***** Passage provided *****

U.S. or Europe: Whose Kids Are More Medicated?


By Caroline Wilbert
WebMD Health News Reviewed by Louise Chang, MD

Sept. 25, 2008 -- American children are about three times more likely to be prescribed psychotropic medication as are children in Western Europe, according to a new study published in Child and Adolescent Psychiatry and Mental Health. Psychotropic drugs are drugs that affect the mind or mood.

A team of researchers, led by Julie Zito, PhD, associate professor in pharmacy and psychiatry from the School of Pharmacy at the University of Maryland at Baltimore, looked at health records in 2000 from the United States, the Netherlands, and Germany. The records were of nearly 600,000 insured children between birth and 19 years old.

In the United States, 6.7% of children in the study had been prescribed some kind of psychotropic medication, compared with 2.9% in the Netherlands and 2% in Germany. The most significant difference was in prescriptions for antidepressants and stimulants, which were more than three times as prevalent in the United States as in the European countries. Prescriptions for antipsychotic drugs were also more common in the United States (1.5-2.2 times greater in U.S.). Use of two or more psychotropic medications was two or three times more likely in American children than Dutch and German children.

*****

▸ **Brief 1**
Answer these questions about the article on children's psychotropic medication:
(a) From what year were the health records examined?
(b) What percentage of U.S. children in the study had been prescribed psychotropic medication?
(c) Who led the team of researchers?
▸ **Brief 2**
Please carry on the article on children's psychotropic medication, picking up right after its final sentence.

***** Data listing *****

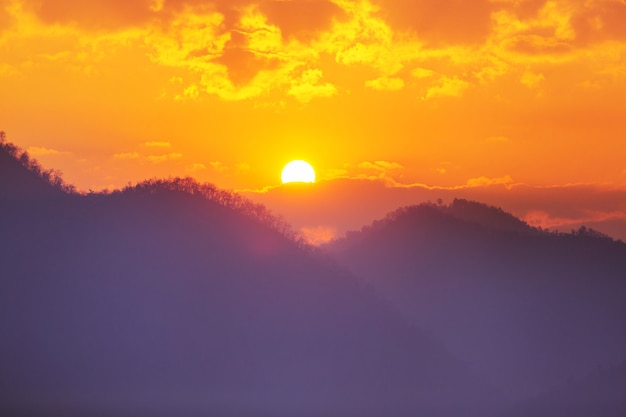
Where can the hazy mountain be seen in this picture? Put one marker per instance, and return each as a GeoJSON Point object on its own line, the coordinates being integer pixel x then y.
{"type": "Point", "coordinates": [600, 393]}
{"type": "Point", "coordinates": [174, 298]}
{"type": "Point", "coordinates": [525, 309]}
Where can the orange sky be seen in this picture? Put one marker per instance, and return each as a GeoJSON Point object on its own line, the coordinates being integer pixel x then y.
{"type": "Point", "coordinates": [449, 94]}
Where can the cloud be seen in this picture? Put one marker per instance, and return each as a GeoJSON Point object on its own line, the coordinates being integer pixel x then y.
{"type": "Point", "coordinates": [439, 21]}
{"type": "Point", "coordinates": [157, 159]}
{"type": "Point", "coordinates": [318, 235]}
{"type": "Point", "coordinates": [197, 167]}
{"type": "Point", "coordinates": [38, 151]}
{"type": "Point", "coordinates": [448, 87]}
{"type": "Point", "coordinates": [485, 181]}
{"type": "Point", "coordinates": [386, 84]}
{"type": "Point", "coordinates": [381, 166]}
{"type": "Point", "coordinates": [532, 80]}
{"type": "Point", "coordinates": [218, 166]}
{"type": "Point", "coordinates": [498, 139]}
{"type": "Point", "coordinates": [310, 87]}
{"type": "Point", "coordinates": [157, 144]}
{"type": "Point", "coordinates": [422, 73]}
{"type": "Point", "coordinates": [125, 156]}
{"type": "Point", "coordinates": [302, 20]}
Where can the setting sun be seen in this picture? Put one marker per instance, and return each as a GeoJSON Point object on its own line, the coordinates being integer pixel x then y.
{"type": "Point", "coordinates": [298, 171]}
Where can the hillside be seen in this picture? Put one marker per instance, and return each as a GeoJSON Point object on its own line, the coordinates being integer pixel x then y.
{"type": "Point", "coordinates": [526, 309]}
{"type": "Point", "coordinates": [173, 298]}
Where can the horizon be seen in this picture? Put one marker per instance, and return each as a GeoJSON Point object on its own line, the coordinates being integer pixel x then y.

*****
***** Data listing *****

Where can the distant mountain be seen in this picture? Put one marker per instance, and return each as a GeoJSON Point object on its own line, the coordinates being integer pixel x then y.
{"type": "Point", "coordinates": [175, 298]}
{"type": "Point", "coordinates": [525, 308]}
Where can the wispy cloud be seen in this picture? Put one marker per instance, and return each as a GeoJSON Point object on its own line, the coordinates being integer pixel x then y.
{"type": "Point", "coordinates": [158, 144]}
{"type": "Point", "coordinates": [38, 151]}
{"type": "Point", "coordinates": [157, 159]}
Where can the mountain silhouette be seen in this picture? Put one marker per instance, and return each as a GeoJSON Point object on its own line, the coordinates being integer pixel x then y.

*****
***** Data listing *****

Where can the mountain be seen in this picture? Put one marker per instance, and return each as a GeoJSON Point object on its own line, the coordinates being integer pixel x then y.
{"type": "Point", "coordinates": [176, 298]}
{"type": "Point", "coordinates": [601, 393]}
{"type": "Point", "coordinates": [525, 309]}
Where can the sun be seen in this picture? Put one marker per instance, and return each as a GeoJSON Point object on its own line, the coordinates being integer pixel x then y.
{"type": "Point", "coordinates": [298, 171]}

*****

▸ **Response 1**
(a) 2000
(b) 6.7%
(c) Julie Zito, PhD

▸ **Response 2**
Authors of the study credit a range of factors for the disparity, including different classification systems for diagnosis, different regulations, different drug reimbursement policies, and different cultural attitudes about using medication to treat behavior and emotional problems. Zito says in a written statement that the U.S. medical culture has a more "individualistic and activist therapeutic mentality." She also said that widespread direct-to-consumer drug advertising in the Untied States may be a factor.